1o) La rente foncière que perçoivent les propriétaires du sol et du sous-sol ;

2o) L’intérêt sur le capital, que perçoivent les détenteurs du capital et seulement une part reste à la disposition du travail productif. Cette troisième part (revenu par le travail) de la production totale ne se partage pas plus équitablement entre les travailleurs (producteurs), car le partage est faussé par le système même qui a créé le « monopole » de l’éducation, la douane et tant d’autres restrictions artificielles à la libre concurrence.

Le droit arbitraire de disposer des richesses du sol et du sous-sol, enfin des richesses naturelles et du capital (prélèvement d’intérêt), donne aux propriétaires de ces deux facteurs économico-sociales le pouvoir sur tout ce qui dépend de l’économie à base de division du travail. Le travail peut se faire seulement quand le sol (et sous-sol) et le capital le permettent. Cette permission est la réalisation du revenu sans travail (rente foncière et intérêt sur capital), mais aux dépens de revenu par le travail. Rien n’échappe, tout doit payer son tribut, l’État lui-même, le consommateur, le producteur, enfin tout. Ce que représentent les tributs réclamés par le rentier et le capitaliste est mis en lumière par ces quelques considérations et exemples : le sol et sous-sol avec ses richesses naturelles appartiennent à tous les hommes sans exception, car ils ne sont pas créés par eux et ainsi leur bien propre ; mais ils leur sont laissés naturellement et « pour rien » de par la Nature (je ne veux pas discuter ici la valeur du terme « Nature », sans importance pour la question). Le prix que l’homme paye pour le sol ou le sous-sol à un prétendu propriétaire représente la « rente foncière capitalisée », de même aussi le loyer, etc., pour l’exploitation du sol et des matières premières. Le « prix » d’une propriété se base sur le calcul suivant :

Exemple : Revenu annuel sans travail (rente foncière) : 15.000 francs. Taux d’intérêt : 5 %. Prix du terrain : 15.000 x 100 : 5=300.000 francs.

*TRAVAIL À FAIRE*:
[a] D'après le texte sur la rente foncière, répondez brièvement :
(i) Qui perçoit la rente foncière ?
(ii) Qui perçoit l'intérêt sur le capital ?
(iii) À quel prix du terrain l'exemple chiffré aboutit-il ?
[b] Dans les enregistrements, renommez « pointer » en « locator » sans rien modifier d'autre. Ne recopiez que la partie qui commence à la ligne contenant « Test: the pointer marks one pixel per instance of the bright » et finit à celle contenant « x=270 y=148 », ces deux lignes comprises.
Ces enregistrements sont sans lien avec le texte.

*Extraits de données de pointage*:
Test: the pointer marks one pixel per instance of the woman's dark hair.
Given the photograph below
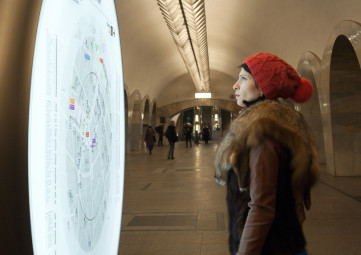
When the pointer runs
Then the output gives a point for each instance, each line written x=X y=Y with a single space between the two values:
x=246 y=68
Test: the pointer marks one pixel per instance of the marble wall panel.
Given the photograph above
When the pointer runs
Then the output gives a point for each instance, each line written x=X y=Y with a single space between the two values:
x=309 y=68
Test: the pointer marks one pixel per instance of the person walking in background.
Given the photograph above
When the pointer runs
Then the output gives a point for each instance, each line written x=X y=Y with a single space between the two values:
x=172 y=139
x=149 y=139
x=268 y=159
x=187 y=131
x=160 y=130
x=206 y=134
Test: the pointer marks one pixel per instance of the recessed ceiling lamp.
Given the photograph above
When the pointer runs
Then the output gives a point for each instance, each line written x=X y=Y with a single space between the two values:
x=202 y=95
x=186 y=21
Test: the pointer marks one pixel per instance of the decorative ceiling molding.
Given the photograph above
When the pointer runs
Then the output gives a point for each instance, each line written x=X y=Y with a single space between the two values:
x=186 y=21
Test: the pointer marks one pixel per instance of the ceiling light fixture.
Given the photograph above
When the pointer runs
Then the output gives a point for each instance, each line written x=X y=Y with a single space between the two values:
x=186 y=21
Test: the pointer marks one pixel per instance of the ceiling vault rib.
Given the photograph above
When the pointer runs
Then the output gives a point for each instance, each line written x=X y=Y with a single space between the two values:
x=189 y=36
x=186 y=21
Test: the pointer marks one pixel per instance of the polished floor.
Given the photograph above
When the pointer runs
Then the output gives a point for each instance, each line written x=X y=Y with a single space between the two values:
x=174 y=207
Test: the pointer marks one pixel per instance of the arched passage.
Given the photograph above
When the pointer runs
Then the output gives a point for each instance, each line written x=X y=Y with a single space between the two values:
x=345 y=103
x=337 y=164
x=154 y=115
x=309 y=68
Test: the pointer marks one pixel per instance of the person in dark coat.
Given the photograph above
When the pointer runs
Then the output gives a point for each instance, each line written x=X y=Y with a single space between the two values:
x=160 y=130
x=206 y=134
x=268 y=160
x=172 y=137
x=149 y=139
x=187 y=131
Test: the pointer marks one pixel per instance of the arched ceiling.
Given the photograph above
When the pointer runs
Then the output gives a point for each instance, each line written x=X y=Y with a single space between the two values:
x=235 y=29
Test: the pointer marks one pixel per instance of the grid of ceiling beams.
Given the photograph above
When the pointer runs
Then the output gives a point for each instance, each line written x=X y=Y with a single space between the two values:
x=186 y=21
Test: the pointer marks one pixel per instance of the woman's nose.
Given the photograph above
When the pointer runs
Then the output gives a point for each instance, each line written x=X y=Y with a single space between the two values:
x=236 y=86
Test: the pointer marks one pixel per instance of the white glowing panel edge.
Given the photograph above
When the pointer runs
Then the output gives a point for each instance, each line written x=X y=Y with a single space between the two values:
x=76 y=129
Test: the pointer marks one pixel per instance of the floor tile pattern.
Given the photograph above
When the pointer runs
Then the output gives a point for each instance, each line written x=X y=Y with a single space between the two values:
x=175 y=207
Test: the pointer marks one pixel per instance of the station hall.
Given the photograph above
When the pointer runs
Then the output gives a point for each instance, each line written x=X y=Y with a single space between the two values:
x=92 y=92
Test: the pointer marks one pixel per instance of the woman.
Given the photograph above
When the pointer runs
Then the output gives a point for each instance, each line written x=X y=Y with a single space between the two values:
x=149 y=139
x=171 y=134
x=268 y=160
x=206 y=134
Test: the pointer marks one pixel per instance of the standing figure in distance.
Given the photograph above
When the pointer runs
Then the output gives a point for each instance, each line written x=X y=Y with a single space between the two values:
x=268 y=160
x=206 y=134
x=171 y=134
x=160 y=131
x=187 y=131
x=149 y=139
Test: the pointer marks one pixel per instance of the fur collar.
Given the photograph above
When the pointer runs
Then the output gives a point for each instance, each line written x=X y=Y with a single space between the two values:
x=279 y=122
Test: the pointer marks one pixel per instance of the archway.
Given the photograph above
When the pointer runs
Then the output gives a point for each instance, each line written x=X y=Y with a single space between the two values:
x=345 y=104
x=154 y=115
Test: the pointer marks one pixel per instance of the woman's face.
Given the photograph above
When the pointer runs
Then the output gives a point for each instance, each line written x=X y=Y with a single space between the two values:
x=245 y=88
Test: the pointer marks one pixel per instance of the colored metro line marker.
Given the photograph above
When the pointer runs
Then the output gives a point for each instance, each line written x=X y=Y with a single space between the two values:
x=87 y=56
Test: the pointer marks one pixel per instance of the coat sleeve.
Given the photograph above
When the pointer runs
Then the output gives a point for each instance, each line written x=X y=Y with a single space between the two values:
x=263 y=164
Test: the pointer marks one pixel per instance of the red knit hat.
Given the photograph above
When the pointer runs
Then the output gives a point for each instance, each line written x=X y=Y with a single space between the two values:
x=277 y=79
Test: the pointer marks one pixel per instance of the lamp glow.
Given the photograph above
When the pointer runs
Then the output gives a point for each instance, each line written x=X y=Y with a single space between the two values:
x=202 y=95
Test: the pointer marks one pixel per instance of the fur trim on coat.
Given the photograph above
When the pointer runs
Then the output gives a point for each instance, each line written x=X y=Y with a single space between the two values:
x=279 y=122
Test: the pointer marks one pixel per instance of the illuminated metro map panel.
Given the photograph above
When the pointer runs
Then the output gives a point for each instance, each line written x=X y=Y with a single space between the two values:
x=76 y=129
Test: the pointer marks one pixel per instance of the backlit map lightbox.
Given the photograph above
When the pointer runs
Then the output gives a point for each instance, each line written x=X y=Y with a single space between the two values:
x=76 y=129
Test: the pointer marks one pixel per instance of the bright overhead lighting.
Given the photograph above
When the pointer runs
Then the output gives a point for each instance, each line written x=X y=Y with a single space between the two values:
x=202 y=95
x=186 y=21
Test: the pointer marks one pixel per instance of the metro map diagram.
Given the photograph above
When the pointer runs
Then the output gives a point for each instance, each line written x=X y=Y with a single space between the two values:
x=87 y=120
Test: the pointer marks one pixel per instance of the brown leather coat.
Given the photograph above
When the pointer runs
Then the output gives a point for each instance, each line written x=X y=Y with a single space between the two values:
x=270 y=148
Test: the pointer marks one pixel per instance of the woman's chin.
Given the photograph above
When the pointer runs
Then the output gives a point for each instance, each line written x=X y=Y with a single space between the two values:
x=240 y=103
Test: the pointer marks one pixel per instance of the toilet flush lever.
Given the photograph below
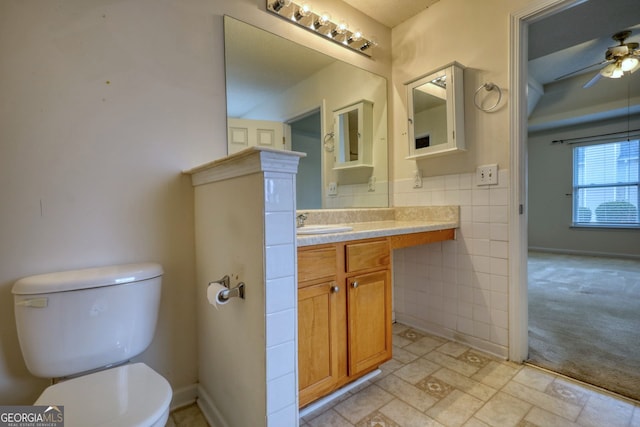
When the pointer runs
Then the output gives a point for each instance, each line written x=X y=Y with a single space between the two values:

...

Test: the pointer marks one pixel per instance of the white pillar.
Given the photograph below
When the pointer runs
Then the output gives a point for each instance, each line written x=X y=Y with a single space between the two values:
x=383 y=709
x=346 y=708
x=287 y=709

*CORRIGÉ*:
[a]
(i) Les propriétaires du sol et du sous-sol.
(ii) Les détenteurs du capital.
(iii) 300.000 francs.

[b]
Test: the locator marks one pixel per instance of the bright overhead lighting.
Given the photograph above
When the locator runs
Then the output gives a point for each instance, each line written x=X y=Y with a single space between the two values:
x=202 y=95
x=186 y=21
Test: the locator marks one pixel per instance of the metro map diagram.
Given the photograph above
When the locator runs
Then the output gives a point for each instance, each line written x=X y=Y with a single space between the two values:
x=87 y=120
Test: the locator marks one pixel per instance of the brown leather coat.
Given the photograph above
When the locator runs
Then the output gives a point for each instance, each line written x=X y=Y with a single space between the two values:
x=270 y=148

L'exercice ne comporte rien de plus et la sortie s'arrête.